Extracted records
──────────────────────────────

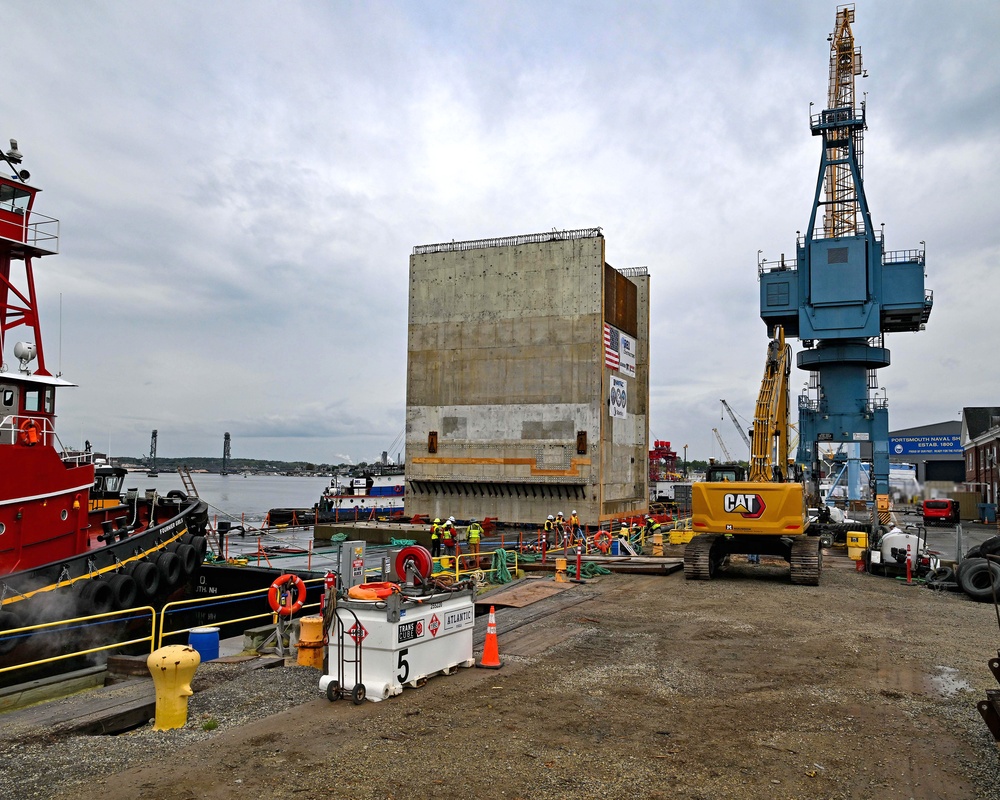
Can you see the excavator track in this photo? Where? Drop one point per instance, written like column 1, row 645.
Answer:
column 698, row 565
column 806, row 561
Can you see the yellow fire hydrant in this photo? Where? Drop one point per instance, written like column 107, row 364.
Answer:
column 172, row 668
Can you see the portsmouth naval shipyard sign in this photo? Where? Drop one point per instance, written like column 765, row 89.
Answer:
column 619, row 397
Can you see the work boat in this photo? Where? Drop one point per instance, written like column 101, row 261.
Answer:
column 72, row 543
column 351, row 499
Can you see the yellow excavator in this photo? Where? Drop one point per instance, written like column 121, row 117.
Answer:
column 765, row 513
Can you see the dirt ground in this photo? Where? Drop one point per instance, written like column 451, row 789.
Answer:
column 651, row 687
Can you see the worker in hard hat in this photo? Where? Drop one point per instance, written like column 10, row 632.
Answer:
column 574, row 526
column 562, row 530
column 449, row 536
column 436, row 538
column 548, row 529
column 474, row 533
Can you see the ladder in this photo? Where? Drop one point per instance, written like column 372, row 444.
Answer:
column 188, row 481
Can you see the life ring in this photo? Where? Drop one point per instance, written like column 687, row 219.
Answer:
column 372, row 591
column 274, row 595
column 28, row 434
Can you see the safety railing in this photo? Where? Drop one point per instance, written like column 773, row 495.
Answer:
column 464, row 565
column 78, row 626
column 206, row 605
column 154, row 626
column 41, row 232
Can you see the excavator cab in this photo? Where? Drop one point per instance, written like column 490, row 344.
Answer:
column 760, row 513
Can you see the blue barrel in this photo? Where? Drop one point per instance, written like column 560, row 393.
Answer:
column 206, row 642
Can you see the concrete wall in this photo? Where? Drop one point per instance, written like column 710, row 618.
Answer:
column 505, row 352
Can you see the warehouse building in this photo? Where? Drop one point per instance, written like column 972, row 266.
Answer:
column 527, row 380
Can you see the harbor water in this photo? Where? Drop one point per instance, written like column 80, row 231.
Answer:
column 237, row 495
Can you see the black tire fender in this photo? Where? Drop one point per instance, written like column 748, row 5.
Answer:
column 979, row 578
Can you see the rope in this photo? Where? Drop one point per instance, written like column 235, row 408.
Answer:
column 590, row 569
column 499, row 567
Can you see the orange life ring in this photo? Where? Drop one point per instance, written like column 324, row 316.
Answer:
column 372, row 591
column 274, row 595
column 28, row 433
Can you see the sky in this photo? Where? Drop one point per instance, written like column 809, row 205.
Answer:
column 240, row 185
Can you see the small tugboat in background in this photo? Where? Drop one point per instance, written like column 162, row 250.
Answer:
column 71, row 544
column 351, row 499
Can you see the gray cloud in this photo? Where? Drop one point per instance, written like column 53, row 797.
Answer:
column 240, row 185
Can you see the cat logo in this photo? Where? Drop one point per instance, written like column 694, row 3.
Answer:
column 748, row 506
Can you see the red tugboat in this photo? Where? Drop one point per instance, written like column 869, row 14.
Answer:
column 68, row 546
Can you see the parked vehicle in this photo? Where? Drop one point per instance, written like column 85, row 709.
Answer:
column 940, row 510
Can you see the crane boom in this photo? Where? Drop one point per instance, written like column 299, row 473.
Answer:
column 732, row 416
column 769, row 451
column 722, row 444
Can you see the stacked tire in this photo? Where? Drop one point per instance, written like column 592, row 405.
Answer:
column 979, row 577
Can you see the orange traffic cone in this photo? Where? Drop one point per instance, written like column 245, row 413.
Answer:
column 491, row 651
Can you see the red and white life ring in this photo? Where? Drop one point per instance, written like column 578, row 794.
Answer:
column 28, row 433
column 372, row 591
column 274, row 595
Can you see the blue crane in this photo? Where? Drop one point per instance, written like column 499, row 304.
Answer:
column 844, row 291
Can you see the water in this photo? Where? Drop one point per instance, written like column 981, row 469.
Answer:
column 238, row 496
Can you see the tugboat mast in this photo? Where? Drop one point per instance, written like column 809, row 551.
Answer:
column 24, row 234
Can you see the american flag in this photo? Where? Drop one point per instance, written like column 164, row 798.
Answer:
column 610, row 346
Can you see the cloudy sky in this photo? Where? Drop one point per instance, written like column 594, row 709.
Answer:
column 240, row 184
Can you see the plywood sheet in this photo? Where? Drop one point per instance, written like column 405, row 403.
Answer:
column 528, row 642
column 524, row 594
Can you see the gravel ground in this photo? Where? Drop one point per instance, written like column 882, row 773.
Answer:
column 646, row 686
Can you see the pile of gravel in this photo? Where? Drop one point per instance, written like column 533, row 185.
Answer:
column 43, row 763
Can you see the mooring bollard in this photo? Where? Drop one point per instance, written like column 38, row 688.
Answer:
column 172, row 668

──────────────────────────────

WHAT IS REQUIRED:
Arrange all of the material above as a numbered list, one line per item, with blank lines left out. Omit the pictures from your answer.

PROBLEM SOLUTION:
1. Can you see the excavator track in this photo? Where? Drop one point per instance, written like column 1, row 645.
2. Answer:
3. column 698, row 565
4. column 806, row 561
5. Can you see the yellow fire hydrant in this photo? Where? Drop one point per instance, written like column 107, row 364.
6. Answer:
7. column 172, row 668
8. Can you see the portsmouth naval shipyard sign in this photo? Where? Drop one point per instance, written like column 765, row 89.
9. Answer:
10. column 619, row 397
11. Can you see the work boat in this photo? Where? Drop one point per instance, written like column 101, row 261.
12. Answer:
13. column 72, row 543
14. column 351, row 499
15. Can you see the yellow excavator in this photo? Where? Drop one point per instance, written like column 121, row 117.
16. Answer:
17. column 765, row 513
18. Can you see the dirt ground in this photo? Where? Drop one point per instance, written like column 451, row 789.
19. Answer:
20. column 651, row 687
21. Can you see the worker in hard hat in this photo? Where? Drop one point per instance, written like column 10, row 632.
22. Answer:
23. column 574, row 526
24. column 562, row 530
25. column 449, row 536
26. column 436, row 538
27. column 548, row 529
28. column 474, row 533
29. Can you see the ladder in this photo? Where? Drop one point per instance, written like column 372, row 444.
30. Answer:
31. column 188, row 481
32. Can you see the life ring in this photo? Where? Drop one point per instance, written like column 687, row 219.
33. Answer:
34. column 372, row 591
35. column 274, row 595
36. column 28, row 434
37. Can you see the safety railing in this photo? Where? Drop one point per instance, written like column 773, row 495.
38. Answer:
39. column 464, row 565
40. column 78, row 626
41. column 206, row 605
42. column 154, row 626
43. column 41, row 232
44. Can you see the excavator cab in this photo? Where? Drop one point per instance, written like column 490, row 344.
45. Answer:
46. column 760, row 513
47. Can you see the blue barrel in this photo? Where? Drop one point per instance, written like column 560, row 393.
48. Answer:
49. column 206, row 642
50. Can you see the concrete wall in this photo? Where? Drop one point per instance, written like column 710, row 618.
51. Answer:
52. column 505, row 352
53. Can you see the warehouse building in this photo? Where? Drop one point per instance, written like column 972, row 266.
54. Answer:
55. column 527, row 380
56. Can you see the harbor water in this photo? Where? Drop one point per instance, written like column 80, row 231.
57. Answer:
58. column 237, row 495
59. Can you see the black tire fender in this photo? Where? Drop one point per instance, written like column 748, row 5.
60. Answer:
61. column 979, row 578
62. Can you see the rope in this photo? Where? Drop one point per instance, written like column 235, row 408.
63. Answer:
64. column 590, row 569
65. column 499, row 567
66. Can you see the orange life ring in this photo? Where? Drop one point per instance, written like column 324, row 316.
67. Answer:
68. column 372, row 591
69. column 274, row 595
70. column 28, row 433
71. Can you see the sky in this photo? Where? Drop one point per instance, written like column 809, row 205.
72. Answer:
73. column 240, row 185
74. Can you see the small tugboat in background in this photo? Where? Drop one point per instance, written like column 162, row 250.
75. Answer:
76. column 71, row 544
77. column 351, row 499
78. Can you see the gray cloud in this photo? Where? Drop one point per instance, written like column 53, row 797.
79. Answer:
80. column 240, row 185
81. Can you see the cat logo in this photo? Where? Drop one point per instance, written like column 694, row 3.
82. Answer:
83. column 748, row 506
84. Can you see the red tugboat in this photo? Where? Drop one point per instance, written like column 869, row 14.
85. Answer:
86. column 68, row 546
87. Can you see the parked vehicle in this photo? Where? Drop one point per instance, written like column 85, row 709.
88. Answer:
89. column 940, row 510
90. Can you see the crane boom in this photo? Where? Drop one point per instance, written like column 299, row 473.
91. Answer:
92. column 732, row 416
93. column 769, row 451
94. column 722, row 444
95. Can you see the stacked tire in this photo? Where? Drop one point per instance, written like column 592, row 405.
96. Answer:
97. column 979, row 577
98. Can you see the orange traffic cone in this photo? Where? Drop one point per instance, written like column 245, row 413.
99. Answer:
100. column 491, row 651
101. Can you see the red and white life ring in this photo? Where? Drop one point per instance, written like column 578, row 794.
102. Answer:
103. column 28, row 433
104. column 372, row 591
105. column 274, row 595
106. Can you see the blue crane in this photo? Where? Drop one point per instance, written like column 499, row 304.
107. Answer:
108. column 844, row 291
109. Can you see the water in this photo? Where? Drop one point per instance, written like column 981, row 469.
110. Answer:
111. column 238, row 496
112. Can you see the tugboat mast in this photo? Where? Drop one point per instance, written like column 809, row 551.
113. Answer:
114. column 24, row 234
115. Can you see the american flag in this photo? Where? Drop one point per instance, written like column 164, row 798.
116. Answer:
117. column 610, row 346
118. Can you see the cloudy sky in this photo? Where? Drop one point per instance, written like column 594, row 709.
119. Answer:
120. column 240, row 184
121. Can you see the plywood sheet in this photo? Where? Drop one point per instance, written like column 405, row 403.
122. Answer:
123. column 528, row 642
124. column 524, row 594
125. Can you see the gravel ground in this photo? Where? Drop one point per instance, written like column 882, row 773.
126. Answer:
127. column 646, row 686
128. Can you see the pile of gravel in this photo? Where? Drop one point per instance, written like column 533, row 185.
129. Answer:
130. column 43, row 763
131. Can you see the mooring bollard in this photo? Where? Drop one point per instance, written like column 38, row 688.
132. Answer:
133. column 172, row 668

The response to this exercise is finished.